## Passage
[Biopython-dev] SeqRecord in Tutorial (was GSoC and PhyloXML)

Fri Jun 19 05:18:40 EDT 2009

On Fri, Jun 19, 2009 at 2:57 AM, Eric Talevich<eric.talevich at gmail.com> wrote:
> On Thu, Jun 18, 2009 at 6:05 PM, Peter <biopython at maubp.freeserve.co.uk>
> wrote:
>>
>> On Thu, Jun 18, 2009 at 10:49 PM, Eric Talevich<eric.talevich at gmail.com>
>> wrote:
>> >
>> > I didn't notice any typos other than Python being consistently
>> > lowercase,
>> > which I assume is how the author likes it.
>>
>> I was aiming for consistency, with no strong preference - at the time
>> there were more uses of "python" than "Python" so I picked that. We
>> can change it easily enough - does anyone care either way?
>
> Python.org capitalizes it. Shrug.

Maybe we should use "Python" then.

>> > The ordering is good -- the SeqIO chapter makes more advanced use
>> > of sequences of SeqRecord objects, so it's good to be familiar with the
>> > basic objects first. In general, I like the organization of covering
>> > fundamental types first, then moving on to larger collections, rather
>> > than covering the majority of a big collection in one shot and leaving
>> > the tricky parts unaddressed.
>>
>> There is a case for leaving messy corner cases to the end, as long as
>> the main chapters cover the core.
>
> Agreed. In the SeqRecord chapter, I was looking for a paragraph or so on
> what sort of information goes into a SeqFeature to see whether it would be a
> suitable stand-in for PhyloXML's DomainArchitecture. From the initial
> description I wasn't sure if annotations or letter_annotations would be more
> appropriate, and the other mentionings are basically "here be dragons"...

## Supplied material
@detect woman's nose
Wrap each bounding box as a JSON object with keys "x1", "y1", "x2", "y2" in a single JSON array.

## What you need to do
A. According to the thread, why was "python" written in lowercase throughout the tutorial?
B. Write out the part of the thread that begins at the words "Fri Jun 19 05:18:40" and stops after "author likes it.".
The data have no connection to the thread.

## Correct answers
A. At the time there were more uses of "python" than "Python," so that form was picked for consistency.

B.
Fri Jun 19 05:18:40 EDT 2009

On Fri, Jun 19, 2009 at 2:57 AM, Eric Talevich<eric.talevich at gmail.com> wrote:
> On Thu, Jun 18, 2009 at 6:05 PM, Peter <biopython at maubp.freeserve.co.uk>
> wrote:
>>
>> On Thu, Jun 18, 2009 at 10:49 PM, Eric Talevich<eric.talevich at gmail.com>
>> wrote:
>> >
>> > I didn't notice any typos other than Python being consistently
>> > lowercase,
>> > which I assume is how the author likes it.